**** EXTRAIT

Evidemment comme l'opinion publique en général, je gerbe sur Marine Le Pen et son discours de haine. Evidemment que je serais affligée si elle était à la tête de l'état. Mais pas plus qu'un Fillon. Discours haineux, mépris, racisme, discrimination, corruption... Je ne choisirai pas entre la peste et le choléra. Il y en a plus ou moins trois autres, plus ou moins à gauche à qui je pourrais donner ma voie afin que mon vote soit utile.
Je ne partage pas leurs idées. 

Mes idées convergent vers un petit parti et je veux montrer que d'autres vérités sont possibles. Alors quoi ? Au nom du grand méchant Loup Le Pen, je devrais laisser mes convictions de côté pour voter pour quelqu'un qui ne me convainc que très faiblement ?

********

VOTRE TÂCHE:
Reproduisez mot pour mot l'extrait sur le choix du vote, s'il vous plaît. Les items ne jouent aucun rôle ici.

**** MATÉRIEL

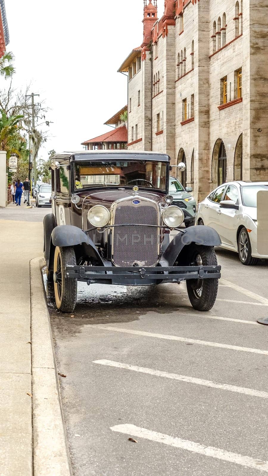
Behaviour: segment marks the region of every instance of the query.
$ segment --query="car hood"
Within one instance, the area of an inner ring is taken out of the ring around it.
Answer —
[[[165,192],[152,191],[145,192],[139,190],[138,192],[133,192],[132,190],[123,190],[123,189],[117,188],[115,190],[81,190],[81,192],[76,192],[76,195],[78,195],[80,197],[80,200],[82,201],[86,197],[85,203],[88,205],[102,204],[105,207],[110,208],[111,205],[113,202],[117,200],[121,200],[122,198],[129,198],[133,197],[134,198],[136,197],[149,198],[153,200],[157,203],[160,203],[166,194]]]
[[[192,197],[190,193],[188,192],[173,192],[172,193],[170,193],[169,195],[172,195],[173,197],[173,200],[175,201],[176,200],[181,200],[182,198],[188,198],[190,197]]]

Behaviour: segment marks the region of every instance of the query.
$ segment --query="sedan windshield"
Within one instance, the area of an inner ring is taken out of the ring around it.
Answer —
[[[155,160],[76,162],[75,189],[136,185],[165,190],[167,165],[166,162]]]
[[[268,190],[268,185],[247,185],[241,187],[241,192],[243,205],[245,207],[257,206],[257,193],[261,190]]]
[[[42,185],[40,191],[40,193],[51,193],[51,185]]]

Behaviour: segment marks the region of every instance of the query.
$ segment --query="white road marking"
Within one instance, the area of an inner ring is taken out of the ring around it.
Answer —
[[[221,278],[221,280],[222,284],[224,284],[226,286],[231,288],[232,289],[235,289],[236,291],[238,291],[238,292],[242,293],[242,294],[245,294],[248,298],[255,299],[256,301],[258,301],[262,304],[268,306],[268,299],[267,299],[266,298],[263,298],[262,296],[260,296],[259,294],[256,294],[255,293],[252,292],[252,291],[246,289],[245,288],[241,288],[241,286],[238,286],[237,284],[234,284],[233,283],[231,283],[229,281],[227,281],[226,279],[223,279],[222,278]]]
[[[220,448],[214,446],[206,446],[195,441],[184,440],[181,438],[174,438],[169,435],[159,433],[156,431],[151,431],[145,428],[136,426],[134,425],[116,425],[111,426],[110,430],[124,435],[130,435],[137,438],[143,438],[151,441],[155,441],[164,445],[168,445],[175,448],[186,450],[196,453],[204,456],[209,456],[217,459],[221,459],[228,463],[234,463],[248,468],[258,469],[260,471],[268,473],[268,461],[262,461],[260,459],[254,459],[249,456],[244,456],[237,453],[226,451]]]
[[[219,298],[217,298],[217,301],[225,301],[226,302],[236,302],[238,304],[247,304],[253,306],[268,306],[268,304],[264,304],[261,302],[251,302],[250,301],[236,301],[232,299],[220,299]]]
[[[226,300],[217,299],[217,300],[225,301]],[[239,301],[237,301],[237,302],[239,302]],[[255,303],[253,303],[253,304]],[[258,302],[257,304],[258,305],[259,303]],[[259,305],[261,306],[262,305],[260,304]],[[189,316],[189,317],[201,317],[201,318],[202,317],[205,317],[206,319],[216,319],[221,321],[230,321],[231,322],[240,322],[243,324],[254,324],[254,325],[256,324],[257,326],[258,325],[258,322],[256,321],[247,321],[246,320],[244,320],[243,319],[234,319],[233,317],[222,317],[219,316],[209,316],[207,314],[206,314],[204,315],[204,313],[200,314],[200,313],[199,313],[199,314],[187,314],[187,313],[185,313],[185,314],[182,314],[181,315],[180,314],[179,314],[179,316],[180,317],[187,317]]]
[[[170,336],[165,334],[155,334],[153,332],[146,332],[145,331],[134,330],[133,329],[124,329],[121,327],[113,327],[112,326],[103,326],[96,324],[94,326],[97,329],[103,330],[111,330],[114,332],[124,332],[125,334],[132,334],[135,336],[144,336],[144,337],[153,337],[157,339],[166,339],[168,340],[176,340],[180,342],[191,342],[198,344],[200,346],[209,346],[210,347],[218,347],[223,349],[231,349],[232,350],[240,350],[244,352],[252,352],[253,354],[262,354],[268,355],[268,350],[261,350],[260,349],[252,349],[248,347],[240,347],[238,346],[230,346],[227,344],[218,344],[217,342],[210,342],[206,340],[198,340],[197,339],[188,339],[177,336]]]
[[[123,364],[120,362],[114,362],[113,360],[107,360],[105,359],[94,360],[93,363],[100,364],[101,365],[108,366],[110,367],[124,368],[127,370],[133,370],[134,372],[140,372],[143,374],[148,374],[149,375],[155,375],[157,377],[171,378],[175,380],[179,380],[180,382],[186,382],[187,383],[204,385],[205,387],[210,387],[212,388],[219,388],[220,390],[236,392],[237,393],[243,393],[246,395],[250,395],[250,397],[259,397],[262,398],[268,398],[268,393],[267,392],[261,392],[259,390],[254,390],[253,388],[237,387],[236,385],[229,385],[227,384],[219,384],[216,382],[212,382],[211,380],[205,380],[203,378],[196,378],[195,377],[189,377],[186,375],[170,374],[167,372],[155,370],[153,368],[147,368],[146,367],[139,367],[136,365],[129,365],[128,364]]]

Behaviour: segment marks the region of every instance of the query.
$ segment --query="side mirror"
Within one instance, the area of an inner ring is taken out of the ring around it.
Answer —
[[[238,210],[239,208],[239,205],[237,205],[233,200],[223,200],[220,202],[220,208],[234,208],[235,210]]]
[[[57,169],[59,169],[61,166],[58,162],[52,162],[51,164],[51,168],[52,170],[55,170]]]

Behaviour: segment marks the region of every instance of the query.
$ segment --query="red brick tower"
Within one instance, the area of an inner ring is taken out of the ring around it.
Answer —
[[[155,22],[157,19],[157,1],[153,0],[154,4],[152,3],[152,0],[144,0],[144,19],[143,23],[144,24],[144,40],[142,44],[142,47],[148,46],[152,40],[152,29],[154,26],[154,24]]]

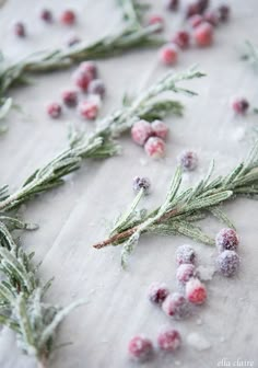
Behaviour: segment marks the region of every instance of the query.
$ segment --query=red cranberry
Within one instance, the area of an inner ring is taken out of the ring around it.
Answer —
[[[52,118],[58,118],[61,115],[61,112],[62,107],[59,103],[54,102],[47,106],[47,113]]]
[[[186,298],[194,304],[202,304],[207,299],[206,286],[198,278],[186,283]]]
[[[153,355],[153,344],[151,340],[138,335],[130,340],[128,353],[131,359],[137,361],[145,361]]]
[[[162,304],[168,294],[169,290],[167,286],[159,283],[153,283],[148,290],[149,299],[156,304]]]
[[[77,16],[74,11],[72,10],[64,10],[60,16],[60,21],[64,25],[72,25],[75,23]]]
[[[213,27],[210,23],[203,22],[194,30],[196,44],[201,47],[210,46],[213,43]]]
[[[161,350],[172,352],[177,350],[181,345],[181,337],[177,330],[167,330],[157,336],[157,345]]]
[[[75,107],[78,104],[78,93],[77,91],[63,91],[62,102],[68,107]]]

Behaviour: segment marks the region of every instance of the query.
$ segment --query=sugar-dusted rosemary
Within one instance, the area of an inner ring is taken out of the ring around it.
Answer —
[[[195,222],[212,214],[228,227],[233,227],[220,205],[237,195],[255,196],[258,194],[258,143],[248,158],[241,162],[225,176],[211,179],[213,162],[207,176],[196,186],[180,191],[181,170],[177,168],[163,204],[146,212],[138,210],[143,192],[118,219],[109,238],[94,245],[102,249],[107,245],[122,245],[121,263],[125,266],[129,254],[136,248],[142,233],[183,234],[206,244],[214,244]]]

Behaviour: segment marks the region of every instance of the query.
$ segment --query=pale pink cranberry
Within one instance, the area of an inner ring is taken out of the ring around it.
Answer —
[[[236,251],[239,244],[239,238],[234,229],[225,228],[216,234],[215,244],[219,252],[225,250]]]
[[[232,108],[236,114],[244,115],[249,107],[249,103],[246,99],[236,99],[232,103]]]
[[[59,103],[52,102],[47,106],[47,113],[52,118],[58,118],[61,115],[62,107]]]
[[[148,298],[156,304],[162,304],[169,290],[165,284],[153,283],[148,290]]]
[[[153,130],[153,135],[155,137],[166,139],[167,134],[168,134],[168,127],[165,123],[163,123],[162,120],[154,120],[151,127]]]
[[[175,44],[164,45],[160,49],[160,60],[165,66],[173,66],[177,62],[178,50]]]
[[[60,16],[60,22],[64,25],[73,25],[77,21],[77,15],[73,10],[64,10]]]
[[[166,315],[172,317],[174,320],[180,320],[190,313],[188,301],[179,292],[169,294],[162,303],[162,309]]]
[[[83,101],[79,106],[80,115],[87,120],[95,120],[99,105],[95,101]]]
[[[200,47],[210,46],[213,43],[213,27],[210,23],[203,22],[194,30],[194,38]]]
[[[68,107],[75,107],[78,104],[78,93],[77,91],[63,91],[62,102]]]
[[[157,336],[157,345],[163,352],[176,352],[181,345],[181,337],[177,330],[161,332]]]
[[[146,120],[138,120],[131,127],[131,137],[134,143],[144,146],[145,141],[152,135],[151,124]]]
[[[151,340],[142,335],[132,337],[128,344],[128,353],[132,360],[145,361],[151,358],[153,352]]]
[[[196,275],[196,267],[190,263],[179,265],[176,272],[176,278],[181,284],[186,284],[195,275]]]
[[[165,156],[165,142],[159,137],[150,137],[144,145],[144,150],[152,159],[161,159]]]
[[[194,304],[202,304],[207,299],[206,286],[198,278],[186,283],[186,298]]]
[[[188,48],[190,42],[189,33],[186,31],[178,31],[172,42],[181,49]]]

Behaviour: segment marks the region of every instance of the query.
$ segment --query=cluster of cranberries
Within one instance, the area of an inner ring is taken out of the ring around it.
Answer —
[[[81,117],[94,120],[97,117],[101,102],[105,95],[105,85],[97,79],[97,67],[93,61],[83,61],[72,76],[75,89],[66,90],[61,94],[62,104],[69,108],[78,106]],[[87,93],[85,100],[79,103],[79,92]],[[52,118],[58,118],[62,113],[62,105],[54,102],[47,106],[47,113]]]
[[[168,134],[168,127],[162,120],[149,123],[138,120],[131,128],[132,140],[144,147],[146,154],[153,159],[161,159],[165,156],[165,139]]]

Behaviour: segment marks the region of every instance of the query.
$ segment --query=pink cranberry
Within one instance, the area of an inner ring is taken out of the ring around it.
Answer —
[[[154,120],[151,127],[152,127],[153,135],[155,137],[162,138],[164,140],[166,139],[167,134],[168,134],[168,127],[165,123],[163,123],[162,120]]]
[[[202,304],[207,299],[206,286],[198,278],[186,283],[186,298],[194,304]]]
[[[249,107],[249,103],[246,99],[236,99],[233,101],[232,107],[236,114],[244,115]]]
[[[148,290],[149,299],[156,304],[162,304],[168,294],[169,290],[167,286],[159,283],[153,283]]]
[[[95,101],[86,100],[79,105],[80,115],[87,120],[95,120],[99,111],[99,104]]]
[[[157,336],[157,345],[161,350],[172,352],[177,350],[181,345],[181,337],[177,330],[167,330]]]
[[[150,338],[142,335],[134,336],[128,344],[128,353],[131,359],[145,361],[153,355],[153,344]]]
[[[150,137],[144,145],[144,150],[152,159],[161,159],[165,156],[165,142],[159,137]]]
[[[179,283],[186,284],[196,275],[196,267],[190,263],[183,263],[176,272],[176,278]]]
[[[166,315],[175,320],[180,320],[189,315],[189,303],[184,295],[179,292],[169,294],[165,301],[162,303],[162,309]]]
[[[194,38],[200,47],[210,46],[213,43],[213,27],[210,23],[203,22],[194,30]]]
[[[188,48],[190,42],[189,33],[186,31],[178,31],[173,38],[173,42],[183,49]]]
[[[14,24],[14,34],[17,36],[17,37],[26,37],[26,30],[25,30],[25,25],[22,23],[22,22],[17,22]]]
[[[131,128],[131,137],[137,145],[144,146],[151,135],[152,127],[146,120],[138,120]]]
[[[225,250],[236,251],[239,244],[239,238],[234,229],[225,228],[218,233],[215,244],[219,252]]]
[[[68,107],[75,107],[78,104],[78,93],[77,91],[63,91],[62,102]]]
[[[177,265],[180,265],[184,263],[195,264],[195,262],[196,262],[196,252],[190,245],[184,244],[177,248],[176,250]]]
[[[47,106],[47,113],[52,118],[58,118],[61,115],[62,107],[59,103],[52,102]]]
[[[176,45],[167,44],[160,49],[160,60],[165,66],[173,66],[177,62],[178,50]]]
[[[60,22],[64,25],[72,25],[77,21],[77,15],[73,10],[64,10],[60,16]]]

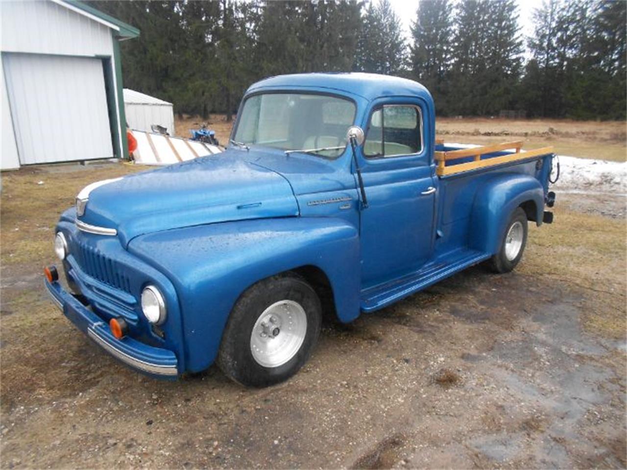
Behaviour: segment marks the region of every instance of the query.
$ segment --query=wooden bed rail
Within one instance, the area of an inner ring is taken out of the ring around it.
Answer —
[[[444,139],[436,139],[436,144],[443,145]],[[455,173],[460,173],[469,170],[474,170],[477,168],[483,168],[485,167],[491,167],[494,165],[499,165],[503,163],[510,163],[519,160],[526,160],[527,159],[539,157],[547,154],[553,153],[552,147],[545,147],[542,149],[535,149],[528,152],[521,152],[520,147],[522,147],[522,141],[517,140],[512,142],[504,142],[503,144],[496,144],[492,145],[484,145],[483,147],[475,147],[470,149],[460,149],[456,150],[449,150],[448,152],[435,152],[435,159],[438,162],[438,169],[436,173],[438,176],[445,176]],[[504,155],[500,157],[493,157],[490,159],[481,159],[483,155],[492,154],[495,152],[503,152],[503,150],[514,150],[514,152],[508,155]],[[468,157],[474,157],[472,162],[461,163],[451,166],[446,166],[446,162],[450,162],[458,159],[467,158]]]

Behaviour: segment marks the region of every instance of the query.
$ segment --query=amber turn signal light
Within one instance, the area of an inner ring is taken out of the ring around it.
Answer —
[[[129,325],[124,318],[112,318],[109,321],[111,334],[119,340],[122,338],[129,332]]]
[[[43,273],[46,275],[46,279],[49,283],[53,283],[59,280],[59,273],[56,268],[54,266],[46,266],[43,268]]]

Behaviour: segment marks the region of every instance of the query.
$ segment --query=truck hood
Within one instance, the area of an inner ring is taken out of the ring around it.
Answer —
[[[248,219],[298,215],[287,180],[227,152],[97,186],[82,222],[115,228],[126,246],[147,233]]]

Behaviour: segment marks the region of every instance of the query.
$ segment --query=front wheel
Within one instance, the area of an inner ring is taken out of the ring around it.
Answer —
[[[312,287],[295,274],[260,281],[238,300],[218,357],[240,384],[266,387],[298,372],[320,334],[322,309]]]
[[[500,249],[492,256],[490,264],[497,273],[509,273],[520,261],[527,244],[527,214],[517,207],[510,216],[501,242]]]

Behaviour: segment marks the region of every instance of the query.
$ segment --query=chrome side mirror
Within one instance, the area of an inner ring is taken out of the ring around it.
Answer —
[[[364,135],[364,130],[359,126],[350,126],[346,132],[346,140],[349,142],[354,137],[358,145],[361,145],[364,143],[364,140],[366,140],[366,137]]]

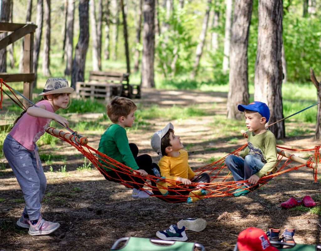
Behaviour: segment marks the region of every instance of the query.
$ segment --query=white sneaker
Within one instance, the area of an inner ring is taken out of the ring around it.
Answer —
[[[133,189],[132,197],[134,199],[147,199],[151,197],[153,193],[148,190],[141,190]]]

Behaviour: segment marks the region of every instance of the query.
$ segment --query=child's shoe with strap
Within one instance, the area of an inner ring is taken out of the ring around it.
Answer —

********

SOLUTION RÉDIGÉE:
Evidemment comme l'opinion publique en général, je gerbe sur Marine Le Pen et son discours de haine. Evidemment que je serais affligée si elle était à la tête de l'état. Mais pas plus qu'un Fillon. Discours haineux, mépris, racisme, discrimination, corruption... Je ne choisirai pas entre la peste et le choléra. Il y en a plus ou moins trois autres, plus ou moins à gauche à qui je pourrais donner ma voie afin que mon vote soit utile.
Je ne partage pas leurs idées. 

Mes idées convergent vers un petit parti et je veux montrer que d'autres vérités sont possibles. Alors quoi ? Au nom du grand méchant Loup Le Pen, je devrais laisser mes convictions de côté pour voter pour quelqu'un qui ne me convainc que très faiblement ?